Task directions. Reproduce each of the following items verbatim, line for line.
━━━ Data extract ━━━
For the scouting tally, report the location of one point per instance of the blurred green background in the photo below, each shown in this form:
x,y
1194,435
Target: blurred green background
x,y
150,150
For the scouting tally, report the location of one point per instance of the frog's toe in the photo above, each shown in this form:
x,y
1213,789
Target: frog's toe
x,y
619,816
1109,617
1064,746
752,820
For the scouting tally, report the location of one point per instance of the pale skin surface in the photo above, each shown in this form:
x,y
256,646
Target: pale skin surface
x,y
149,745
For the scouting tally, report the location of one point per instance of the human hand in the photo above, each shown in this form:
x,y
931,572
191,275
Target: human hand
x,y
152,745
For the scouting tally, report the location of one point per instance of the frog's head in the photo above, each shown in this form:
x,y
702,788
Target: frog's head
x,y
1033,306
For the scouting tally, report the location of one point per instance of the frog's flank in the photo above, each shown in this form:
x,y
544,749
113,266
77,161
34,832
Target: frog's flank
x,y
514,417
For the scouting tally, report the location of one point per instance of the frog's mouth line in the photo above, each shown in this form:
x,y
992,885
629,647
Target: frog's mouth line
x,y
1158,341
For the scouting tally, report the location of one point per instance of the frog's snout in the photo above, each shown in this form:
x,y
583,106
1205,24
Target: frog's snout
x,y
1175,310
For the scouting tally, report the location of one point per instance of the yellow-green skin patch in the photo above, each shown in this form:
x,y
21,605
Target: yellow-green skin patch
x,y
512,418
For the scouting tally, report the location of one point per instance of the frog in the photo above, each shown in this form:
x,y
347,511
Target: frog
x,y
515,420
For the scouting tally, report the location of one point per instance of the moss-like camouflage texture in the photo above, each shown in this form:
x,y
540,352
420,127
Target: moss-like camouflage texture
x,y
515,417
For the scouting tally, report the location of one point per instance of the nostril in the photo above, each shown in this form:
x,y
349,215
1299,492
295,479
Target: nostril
━━━
Output.
For the scouting tally, report the location of one point per instance of the blurred green background in the photo below, each shown in this form:
x,y
1194,435
Target: blurred green background
x,y
150,150
For the scouting tally, report the location of one point per instance of the frog's toe in the photo above, each shown in this form:
x,y
1213,789
Target: frog's toe
x,y
619,816
1109,617
1064,746
752,820
For the scouting tally, report the location of one point per instance of the pale skin surface in the photo above, each shown in this form:
x,y
256,646
Target: pale skin surface
x,y
149,745
For the scouting tally, report the location of one point per instance of the human hand in the photo above, each shown in this form:
x,y
931,572
191,275
Target: human hand
x,y
152,745
For the scouting tally, report the location of one point per instance of the frog's head in the photo above, each shown in this form:
x,y
702,788
Target: frog's head
x,y
1033,306
For the scouting tally, report the location of one point per instance of the frog's flank in the photo above, each shown in this form:
x,y
544,749
113,266
77,161
34,832
Target: frog's flank
x,y
514,417
For the scouting tally, report the location of one point per instance of the frog's mouth line in the photo above, each shown in this form:
x,y
992,885
629,647
Target: frog's mouth line
x,y
1158,341
For the scouting tally, report the location of one point per instance of the frog's snout in the photo above, each shown in this form:
x,y
583,106
1205,24
Target: frog's snout
x,y
1175,310
For the scouting tally, report the location of one point per instance of the yellow-green skin patch in the photo above, each shown in this form:
x,y
21,605
Target: yellow-green skin patch
x,y
512,418
For the scouting tally, report the location of one point per instance of the frog in the photo above, each shown in this form:
x,y
347,511
Target: frog
x,y
515,420
For the scouting tally, report the location of one point per instance of the moss-like camouflage texture in the photo above, each shown in this form:
x,y
540,352
420,127
Target: moss-like camouflage texture
x,y
515,417
For the scouting tally, report the location of one point per instance of the nostril in the photo above, each shown in this form:
x,y
349,215
1299,492
295,479
Target: nostril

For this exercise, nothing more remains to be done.